## Aim of the exercise
Copy the stretch of the material from the line containing "the dog's closed" through the end of the material, requests included, and give only those lines. Multiply every coordinate in the answers by 1.85, rounding to whole numbers with halves going up.

## Extracted records
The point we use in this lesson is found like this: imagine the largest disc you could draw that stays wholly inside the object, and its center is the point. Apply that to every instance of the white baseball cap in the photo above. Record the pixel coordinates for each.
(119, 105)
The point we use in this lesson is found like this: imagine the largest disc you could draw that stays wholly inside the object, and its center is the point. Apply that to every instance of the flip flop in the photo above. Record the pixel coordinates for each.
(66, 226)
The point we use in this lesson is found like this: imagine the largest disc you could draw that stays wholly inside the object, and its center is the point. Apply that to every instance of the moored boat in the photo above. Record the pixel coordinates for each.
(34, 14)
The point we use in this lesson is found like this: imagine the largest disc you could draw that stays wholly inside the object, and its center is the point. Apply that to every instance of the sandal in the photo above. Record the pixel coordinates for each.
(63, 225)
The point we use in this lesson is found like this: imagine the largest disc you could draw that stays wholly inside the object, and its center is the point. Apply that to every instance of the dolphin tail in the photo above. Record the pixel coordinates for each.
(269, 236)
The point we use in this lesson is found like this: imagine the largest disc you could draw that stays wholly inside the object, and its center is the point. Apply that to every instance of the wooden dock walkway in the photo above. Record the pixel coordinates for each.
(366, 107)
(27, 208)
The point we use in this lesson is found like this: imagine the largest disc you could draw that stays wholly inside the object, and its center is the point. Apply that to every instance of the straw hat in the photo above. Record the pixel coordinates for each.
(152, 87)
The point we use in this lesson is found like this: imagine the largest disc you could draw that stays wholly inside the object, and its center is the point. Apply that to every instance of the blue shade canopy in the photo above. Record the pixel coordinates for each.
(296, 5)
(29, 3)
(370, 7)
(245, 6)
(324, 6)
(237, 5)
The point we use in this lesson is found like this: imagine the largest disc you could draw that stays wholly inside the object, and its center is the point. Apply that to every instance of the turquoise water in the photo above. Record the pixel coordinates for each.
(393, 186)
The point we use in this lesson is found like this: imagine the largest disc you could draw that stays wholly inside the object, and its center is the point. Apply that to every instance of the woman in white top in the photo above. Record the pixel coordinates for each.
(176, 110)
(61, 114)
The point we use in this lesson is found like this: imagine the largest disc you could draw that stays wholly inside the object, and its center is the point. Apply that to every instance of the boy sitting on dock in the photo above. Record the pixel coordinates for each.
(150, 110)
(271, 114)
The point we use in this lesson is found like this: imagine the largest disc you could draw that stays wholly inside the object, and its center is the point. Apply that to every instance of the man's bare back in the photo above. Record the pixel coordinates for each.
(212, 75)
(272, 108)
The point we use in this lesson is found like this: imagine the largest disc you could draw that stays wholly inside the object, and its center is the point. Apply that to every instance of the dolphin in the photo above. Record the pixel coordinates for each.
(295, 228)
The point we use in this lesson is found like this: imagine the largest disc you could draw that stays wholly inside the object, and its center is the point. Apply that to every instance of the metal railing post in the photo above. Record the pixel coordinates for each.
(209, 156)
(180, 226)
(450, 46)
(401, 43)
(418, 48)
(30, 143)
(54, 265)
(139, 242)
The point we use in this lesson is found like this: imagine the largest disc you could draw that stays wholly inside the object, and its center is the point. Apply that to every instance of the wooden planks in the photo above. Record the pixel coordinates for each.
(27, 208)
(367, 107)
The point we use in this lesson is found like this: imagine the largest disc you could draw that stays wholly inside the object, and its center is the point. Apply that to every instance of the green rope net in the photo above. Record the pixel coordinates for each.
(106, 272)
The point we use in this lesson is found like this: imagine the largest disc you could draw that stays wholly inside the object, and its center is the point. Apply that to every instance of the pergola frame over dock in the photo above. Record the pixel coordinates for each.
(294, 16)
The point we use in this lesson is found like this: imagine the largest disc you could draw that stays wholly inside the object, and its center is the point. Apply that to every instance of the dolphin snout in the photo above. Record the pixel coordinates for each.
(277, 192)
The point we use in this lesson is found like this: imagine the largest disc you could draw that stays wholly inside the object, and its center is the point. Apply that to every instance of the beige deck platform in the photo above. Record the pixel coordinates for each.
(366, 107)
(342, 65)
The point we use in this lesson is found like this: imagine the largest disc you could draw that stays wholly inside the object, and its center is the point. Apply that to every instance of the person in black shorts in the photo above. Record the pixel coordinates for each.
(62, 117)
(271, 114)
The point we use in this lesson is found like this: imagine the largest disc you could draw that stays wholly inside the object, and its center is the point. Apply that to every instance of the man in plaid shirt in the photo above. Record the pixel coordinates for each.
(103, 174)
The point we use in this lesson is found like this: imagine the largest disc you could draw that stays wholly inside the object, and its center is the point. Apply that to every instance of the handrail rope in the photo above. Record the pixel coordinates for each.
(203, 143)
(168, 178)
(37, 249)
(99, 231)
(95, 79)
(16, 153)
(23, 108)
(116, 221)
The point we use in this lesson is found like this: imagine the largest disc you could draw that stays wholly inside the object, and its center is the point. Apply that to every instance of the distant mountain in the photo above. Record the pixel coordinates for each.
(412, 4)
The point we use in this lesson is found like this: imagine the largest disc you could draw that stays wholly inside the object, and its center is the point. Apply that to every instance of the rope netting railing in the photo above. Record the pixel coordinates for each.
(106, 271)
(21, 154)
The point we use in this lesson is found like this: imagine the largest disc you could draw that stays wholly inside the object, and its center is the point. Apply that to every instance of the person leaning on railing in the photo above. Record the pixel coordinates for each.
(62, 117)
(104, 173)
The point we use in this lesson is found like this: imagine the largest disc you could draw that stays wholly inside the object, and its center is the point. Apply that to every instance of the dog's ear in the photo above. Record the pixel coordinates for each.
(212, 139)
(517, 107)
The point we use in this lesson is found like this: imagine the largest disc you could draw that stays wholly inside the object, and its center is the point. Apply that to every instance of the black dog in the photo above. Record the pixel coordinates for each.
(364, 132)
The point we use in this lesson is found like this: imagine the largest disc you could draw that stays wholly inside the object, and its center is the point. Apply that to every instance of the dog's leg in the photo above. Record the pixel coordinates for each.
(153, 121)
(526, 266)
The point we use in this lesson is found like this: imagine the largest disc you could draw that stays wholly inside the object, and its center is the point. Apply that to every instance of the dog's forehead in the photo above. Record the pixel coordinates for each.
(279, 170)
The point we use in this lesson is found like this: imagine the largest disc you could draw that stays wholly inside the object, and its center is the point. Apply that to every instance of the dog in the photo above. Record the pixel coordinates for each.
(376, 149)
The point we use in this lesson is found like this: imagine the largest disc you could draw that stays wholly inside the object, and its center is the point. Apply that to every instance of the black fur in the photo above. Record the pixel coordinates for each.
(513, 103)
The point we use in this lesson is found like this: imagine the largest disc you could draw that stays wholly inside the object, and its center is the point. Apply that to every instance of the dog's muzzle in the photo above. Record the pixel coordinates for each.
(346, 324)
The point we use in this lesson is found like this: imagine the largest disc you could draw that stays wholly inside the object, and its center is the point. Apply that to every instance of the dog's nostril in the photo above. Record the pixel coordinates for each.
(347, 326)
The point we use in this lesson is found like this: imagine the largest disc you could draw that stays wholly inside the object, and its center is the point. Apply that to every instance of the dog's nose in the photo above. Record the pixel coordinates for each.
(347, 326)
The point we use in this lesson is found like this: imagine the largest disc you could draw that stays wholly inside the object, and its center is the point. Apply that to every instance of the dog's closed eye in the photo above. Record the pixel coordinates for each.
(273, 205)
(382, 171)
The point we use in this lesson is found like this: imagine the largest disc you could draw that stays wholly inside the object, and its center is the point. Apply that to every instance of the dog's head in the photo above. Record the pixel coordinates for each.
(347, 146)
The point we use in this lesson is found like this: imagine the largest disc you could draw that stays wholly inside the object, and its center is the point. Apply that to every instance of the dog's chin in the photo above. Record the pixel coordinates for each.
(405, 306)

## Output for this exercise
The point we use in this lesson is found like this: imagine the largest disc you could draw that stays wholly inside the object, and its center is the point. Apply that to every instance of the dog's closed eye in the photo above. Record the pixel coordinates for each.
(505, 379)
(707, 316)
The point we use in this lesson is found like this: imagine the largest disc you could draw that stays wholly inside the object, and its center is the point. Apply that to every instance of the dog's head in the photo above. Record the pixel coordinates for each.
(642, 270)
The point we use in this lesson is found like this: imagine the largest disc you could draw that stays wholly inside the object, and its center is the point. Apply that to every instance of the dog's chin in the photo above. Record the pixel coordinates for each.
(749, 566)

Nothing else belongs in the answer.